### SELECTED EXCERPT
Day in, day out - is a little pedestrian. Perhaps something like: the days of torture will bleed together. Here you get to use bleed as a double entendre, and it gives a visual, concrete, and thematic element to the abstract concept of time.

“I will cut off your face,
And wear it as my own, perfectly sewn,
Do you think she’ll love me more?” Is the strongest part of the poem. It is precise in its concrete graphic language - it takes the abstract question: would she love me if i was more like you? - and gives it a concrete image, projected through the lens of rage and pain. There is tremendous vulnerability beneath the mask of dismembered flesh, something very raw. The wound behind the rage.

I think you need to ditch rhyming more with door. The previous three lines are so strong, door is just too weak a rhyme. Morgue would be a stronger rhyme:
“...do you think she will love me more...” : or will she go to the morgue. Not quite the same as asking if she will abandon you, but it still captures the idea of her chosing between the speaker and the victim.

Only time will tell - is another pedestrian kind of phrase. Also, it’s not quite true - the victim will never live long enough to know the outcome of the previous question. I think emphasizing the fact the victim won’t ever know what happens to her or how things turn out is much darker than simply saying only time will tell.

### SUPPLIED MATERIAL
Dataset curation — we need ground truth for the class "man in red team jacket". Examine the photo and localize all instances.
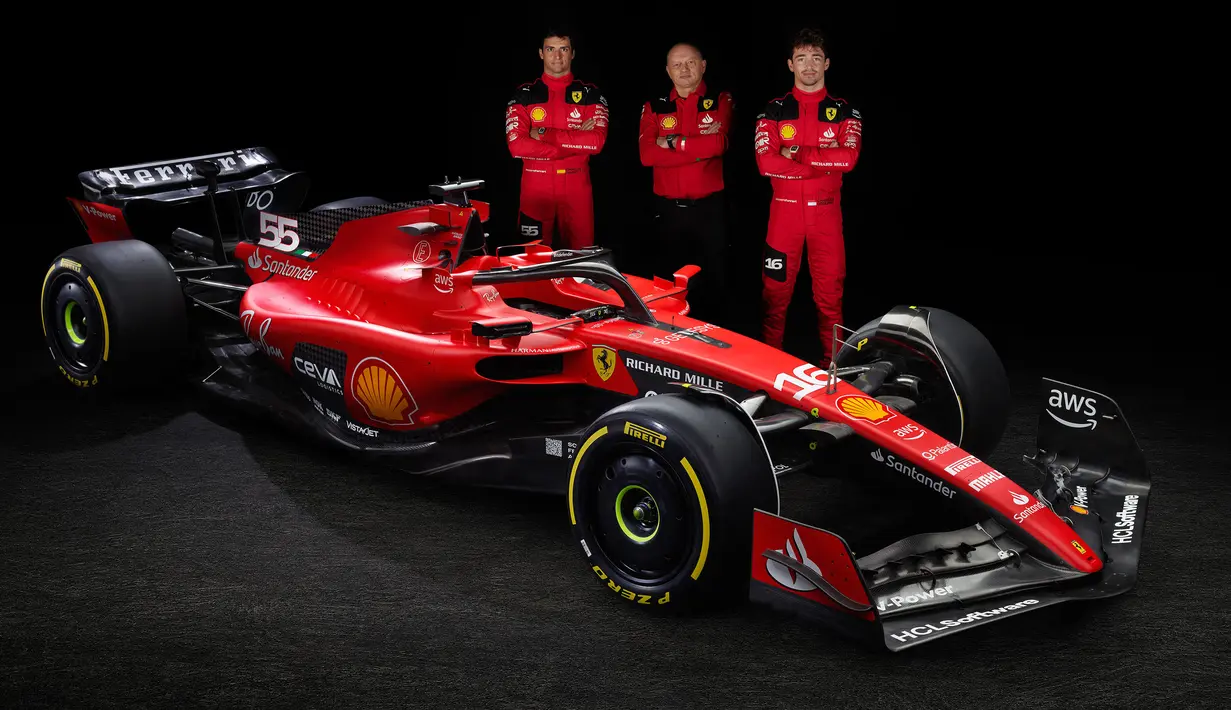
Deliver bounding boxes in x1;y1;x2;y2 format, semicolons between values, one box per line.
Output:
756;30;863;367
638;43;734;320
505;31;607;249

### PROMPT A
Swap "pedestrian" for "ordinary" in the poem critique, and write that part out again, beginning at the words "Only time will tell - is" and stopping after "time will tell.".
### PROMPT B
Keep the poem critique going from its last sentence.

### EXPECTED OUTPUT A
Only time will tell - is another ordinary kind of phrase. Also, it’s not quite true - the victim will never live long enough to know the outcome of the previous question. I think emphasizing the fact the victim won’t ever know what happens to her or how things turn out is much darker than simply saying only time will tell.

### EXPECTED OUTPUT B
The bit about crying from the well and no one will hear you yell is a mix of confusion and cliche. Is the speaker implying the victim is kept in a well à la Silence of the Lambs? Until this point in the poem, there really isn’t a specific time and place - acts are being proposed hypothetically. The bit about the well is a bit jarring because it suddenly shifts from a hypothetical space into a concrete time and place that hasn’t really been defined. No one will hear you yell is a horror genre cliche. You might just consider editing out the lines about yelling from the well and no one hearing the victim scream (or come at it from a fresh direction) - because the next two lines are so much stronger.

The perfect scent for settling our score — this is gold. Unifying the two halves of the phrase around the sce/se sound is absolutely wonderful, as well as the p in perfect following through from the p in putrefy in the previous line
“I will putrefy your remains under my floor, 
It will be the perfect scent for settling our score” are some of the strongest lines in the poem.

The last line doesn’t work. Why? Cause there won’t be a next time, will there.

Fantastic draft. I can tell you are b*lls deep in your writing. Go deeper.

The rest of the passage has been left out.